**PROBLEM TO WORK ON**
Exact copies of all the records are to be output.

Stored records
>>>
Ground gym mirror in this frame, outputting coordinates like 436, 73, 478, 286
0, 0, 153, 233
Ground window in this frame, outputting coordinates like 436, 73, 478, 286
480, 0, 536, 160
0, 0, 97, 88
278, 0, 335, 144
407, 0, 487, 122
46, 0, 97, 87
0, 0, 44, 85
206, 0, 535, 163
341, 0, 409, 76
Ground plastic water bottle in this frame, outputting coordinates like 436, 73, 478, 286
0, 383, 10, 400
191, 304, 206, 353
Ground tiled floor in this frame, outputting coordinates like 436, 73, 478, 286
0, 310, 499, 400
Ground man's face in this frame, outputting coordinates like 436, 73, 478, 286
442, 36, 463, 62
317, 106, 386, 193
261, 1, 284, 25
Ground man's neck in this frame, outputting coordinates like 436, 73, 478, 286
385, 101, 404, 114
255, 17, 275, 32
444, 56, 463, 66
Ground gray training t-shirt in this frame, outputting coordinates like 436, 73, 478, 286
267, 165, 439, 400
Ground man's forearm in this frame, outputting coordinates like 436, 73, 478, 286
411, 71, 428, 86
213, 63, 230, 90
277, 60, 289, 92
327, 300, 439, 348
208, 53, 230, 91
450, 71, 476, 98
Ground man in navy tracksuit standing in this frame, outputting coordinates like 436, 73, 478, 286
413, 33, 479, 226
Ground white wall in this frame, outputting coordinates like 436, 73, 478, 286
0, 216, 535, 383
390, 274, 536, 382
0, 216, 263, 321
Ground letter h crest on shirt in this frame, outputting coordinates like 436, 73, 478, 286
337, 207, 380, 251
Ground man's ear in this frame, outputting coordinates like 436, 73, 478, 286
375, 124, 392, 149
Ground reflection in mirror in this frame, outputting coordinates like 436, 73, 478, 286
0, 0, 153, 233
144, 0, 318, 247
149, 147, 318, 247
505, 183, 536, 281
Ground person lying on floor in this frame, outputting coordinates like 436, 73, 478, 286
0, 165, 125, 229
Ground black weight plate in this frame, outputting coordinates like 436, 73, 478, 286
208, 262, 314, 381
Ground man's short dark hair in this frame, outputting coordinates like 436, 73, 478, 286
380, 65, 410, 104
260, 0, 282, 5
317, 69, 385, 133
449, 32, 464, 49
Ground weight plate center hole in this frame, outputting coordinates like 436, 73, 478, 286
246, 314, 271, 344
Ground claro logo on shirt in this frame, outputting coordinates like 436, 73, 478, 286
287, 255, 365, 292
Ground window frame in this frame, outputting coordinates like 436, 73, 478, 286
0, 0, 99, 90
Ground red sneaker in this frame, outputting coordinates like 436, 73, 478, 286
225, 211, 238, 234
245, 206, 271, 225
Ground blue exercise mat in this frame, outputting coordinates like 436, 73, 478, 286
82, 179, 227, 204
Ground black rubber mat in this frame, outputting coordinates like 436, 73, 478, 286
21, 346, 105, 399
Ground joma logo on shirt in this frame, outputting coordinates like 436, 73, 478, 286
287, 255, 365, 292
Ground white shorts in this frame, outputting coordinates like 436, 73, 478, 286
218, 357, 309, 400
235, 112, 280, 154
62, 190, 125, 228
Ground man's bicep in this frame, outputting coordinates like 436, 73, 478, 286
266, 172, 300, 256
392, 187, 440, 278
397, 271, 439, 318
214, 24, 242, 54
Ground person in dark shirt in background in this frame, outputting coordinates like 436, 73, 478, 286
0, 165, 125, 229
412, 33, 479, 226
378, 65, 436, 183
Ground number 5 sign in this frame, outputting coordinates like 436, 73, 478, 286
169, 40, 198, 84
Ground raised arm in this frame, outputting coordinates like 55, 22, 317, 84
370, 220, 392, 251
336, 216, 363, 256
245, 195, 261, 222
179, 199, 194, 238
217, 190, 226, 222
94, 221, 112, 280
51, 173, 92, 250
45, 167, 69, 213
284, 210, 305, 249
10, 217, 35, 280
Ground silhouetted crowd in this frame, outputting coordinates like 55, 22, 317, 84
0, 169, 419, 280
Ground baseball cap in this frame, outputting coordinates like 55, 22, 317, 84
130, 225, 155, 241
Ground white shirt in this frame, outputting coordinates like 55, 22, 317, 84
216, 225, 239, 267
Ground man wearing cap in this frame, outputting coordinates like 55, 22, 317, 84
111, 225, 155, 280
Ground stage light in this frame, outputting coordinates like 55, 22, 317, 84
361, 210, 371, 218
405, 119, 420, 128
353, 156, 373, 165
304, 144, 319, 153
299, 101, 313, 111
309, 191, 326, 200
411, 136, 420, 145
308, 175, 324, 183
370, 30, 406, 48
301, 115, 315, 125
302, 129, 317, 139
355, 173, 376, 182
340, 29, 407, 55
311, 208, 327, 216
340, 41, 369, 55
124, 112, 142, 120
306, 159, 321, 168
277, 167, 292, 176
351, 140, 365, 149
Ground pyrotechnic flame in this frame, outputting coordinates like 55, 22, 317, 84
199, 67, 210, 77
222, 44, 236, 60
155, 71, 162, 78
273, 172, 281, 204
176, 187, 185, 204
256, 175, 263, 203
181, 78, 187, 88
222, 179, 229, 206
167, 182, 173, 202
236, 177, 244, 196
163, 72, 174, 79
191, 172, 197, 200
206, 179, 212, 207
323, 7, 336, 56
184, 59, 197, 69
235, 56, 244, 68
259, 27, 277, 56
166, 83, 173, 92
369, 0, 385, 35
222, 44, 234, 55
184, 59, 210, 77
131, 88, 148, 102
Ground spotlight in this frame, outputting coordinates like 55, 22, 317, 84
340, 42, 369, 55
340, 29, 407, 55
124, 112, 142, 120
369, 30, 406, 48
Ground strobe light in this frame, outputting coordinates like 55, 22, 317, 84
<<<
**RESPONSE TO THE TASK**
Ground gym mirror in this frame, outputting coordinates like 436, 73, 478, 286
0, 0, 153, 233
Ground window in this frame, outputting coordinates like 436, 73, 478, 286
480, 0, 536, 160
0, 0, 97, 88
278, 0, 335, 144
407, 0, 487, 122
46, 0, 97, 87
0, 0, 44, 85
206, 0, 535, 163
341, 0, 409, 76
Ground plastic water bottle in this frame, outputting coordinates like 436, 73, 478, 286
0, 383, 10, 400
191, 304, 206, 353
Ground tiled floor in this frame, outputting coordinates like 436, 73, 478, 286
0, 310, 499, 400
Ground man's face in this frame, outputting coordinates like 436, 73, 478, 286
442, 36, 463, 62
317, 106, 386, 193
261, 1, 284, 25
Ground man's neck in this frame, outputting coordinates like 436, 73, 478, 286
385, 101, 404, 114
255, 17, 275, 32
444, 56, 463, 66
Ground gray training t-shirt in this frame, outputting coordinates like 436, 73, 478, 286
267, 165, 439, 400
Ground man's forearm in this frame, outputting coordinates like 436, 73, 478, 286
411, 71, 428, 86
213, 63, 230, 90
277, 60, 289, 92
327, 300, 439, 348
208, 53, 230, 91
450, 71, 476, 98
Ground man in navy tracksuit standing in this frame, outputting coordinates like 436, 73, 478, 286
413, 33, 479, 226
Ground white wall in this frame, outputting coordinates like 436, 73, 478, 286
0, 216, 535, 383
390, 274, 536, 382
0, 216, 263, 321
Ground letter h crest on shirt in this frame, outputting coordinates like 436, 73, 478, 286
337, 207, 380, 251
Ground man's ear in this frame, outputting coordinates like 436, 73, 478, 286
375, 124, 392, 149
Ground reflection in mirror in this frame, outputting coordinates like 436, 73, 478, 286
0, 0, 153, 233
144, 0, 318, 247
149, 147, 318, 247
505, 183, 536, 281
Ground person lying on floor in this frame, outputting coordinates like 436, 73, 478, 286
0, 165, 125, 229
Ground black weight plate in this frame, outputting coordinates like 436, 73, 478, 286
208, 262, 314, 381
Ground man's short dark hair in this frame, outputting coordinates like 436, 73, 478, 286
380, 65, 410, 104
260, 0, 282, 5
317, 69, 385, 133
449, 32, 464, 49
Ground weight plate center hole in this frame, outputting coordinates like 436, 73, 478, 286
246, 314, 271, 344
Ground claro logo on shirt in this frame, outputting coordinates like 436, 73, 478, 286
287, 255, 365, 292
Ground window frame in this frame, outputting coordinates like 436, 73, 478, 286
0, 0, 99, 90
Ground red sneaker in this frame, outputting coordinates like 436, 73, 478, 286
225, 211, 238, 234
245, 206, 271, 225
Ground blue exercise mat in this frame, outputting coordinates like 436, 73, 478, 286
82, 179, 227, 204
Ground black rubber mat in this frame, outputting coordinates like 436, 73, 478, 286
21, 346, 105, 399
Ground joma logo on shirt in this frame, outputting coordinates like 436, 73, 478, 286
287, 255, 365, 292
Ground white shorts in this frame, outputting coordinates like 436, 73, 478, 286
218, 357, 309, 400
235, 112, 280, 154
62, 190, 125, 228
Ground man's bicep in this frame, outputting coordinates like 436, 73, 478, 286
266, 172, 300, 256
392, 187, 440, 278
397, 271, 439, 318
214, 24, 242, 54
Ground person in dark shirt in background in this frame, outputting coordinates like 436, 73, 478, 286
0, 165, 125, 229
412, 33, 479, 226
378, 65, 436, 183
Ground number 5 sign in this frame, outputting coordinates like 436, 73, 478, 286
169, 40, 198, 84
Ground raised arm in this frame, outputting coordinates like 55, 22, 317, 84
370, 220, 392, 251
336, 216, 363, 256
245, 195, 261, 222
179, 199, 194, 238
217, 190, 226, 222
94, 221, 112, 280
51, 173, 92, 250
45, 167, 69, 213
284, 210, 305, 249
10, 217, 35, 280
Ground silhouetted crowd in this frame, outputting coordinates like 55, 22, 317, 84
0, 169, 419, 280
Ground baseball cap in this frame, outputting coordinates like 55, 22, 317, 84
130, 225, 155, 241
Ground white shirt in this frame, outputting coordinates like 55, 22, 317, 84
216, 225, 239, 267
Ground man wearing cap in this frame, outputting coordinates like 55, 22, 317, 84
111, 225, 155, 280
Ground stage light in this frame, outputting coordinates like 55, 22, 317, 84
361, 210, 371, 218
405, 119, 420, 128
353, 156, 373, 165
304, 144, 319, 153
299, 101, 313, 111
309, 191, 326, 200
411, 136, 420, 145
308, 175, 324, 183
370, 30, 406, 48
301, 115, 315, 125
302, 129, 317, 139
355, 173, 376, 182
340, 29, 407, 55
311, 208, 327, 216
340, 41, 369, 55
124, 112, 142, 120
306, 159, 321, 168
277, 167, 292, 176
351, 140, 365, 149
Ground pyrotechnic flame in this frame, outputting coordinates like 55, 22, 317, 84
199, 67, 210, 77
222, 44, 236, 60
155, 71, 162, 78
273, 172, 281, 204
176, 187, 185, 204
256, 175, 263, 203
181, 78, 187, 88
222, 179, 229, 206
167, 182, 173, 202
236, 177, 244, 196
163, 72, 174, 79
191, 172, 197, 200
206, 179, 212, 207
323, 7, 336, 56
184, 59, 197, 69
235, 56, 244, 68
259, 27, 277, 56
166, 83, 173, 92
369, 0, 385, 35
222, 44, 234, 55
184, 59, 210, 77
131, 88, 148, 102
Ground spotlight in this frame, outputting coordinates like 55, 22, 317, 84
340, 42, 369, 55
340, 29, 407, 55
124, 112, 142, 120
369, 30, 406, 48
Ground strobe light in this frame, outputting coordinates like 55, 22, 317, 84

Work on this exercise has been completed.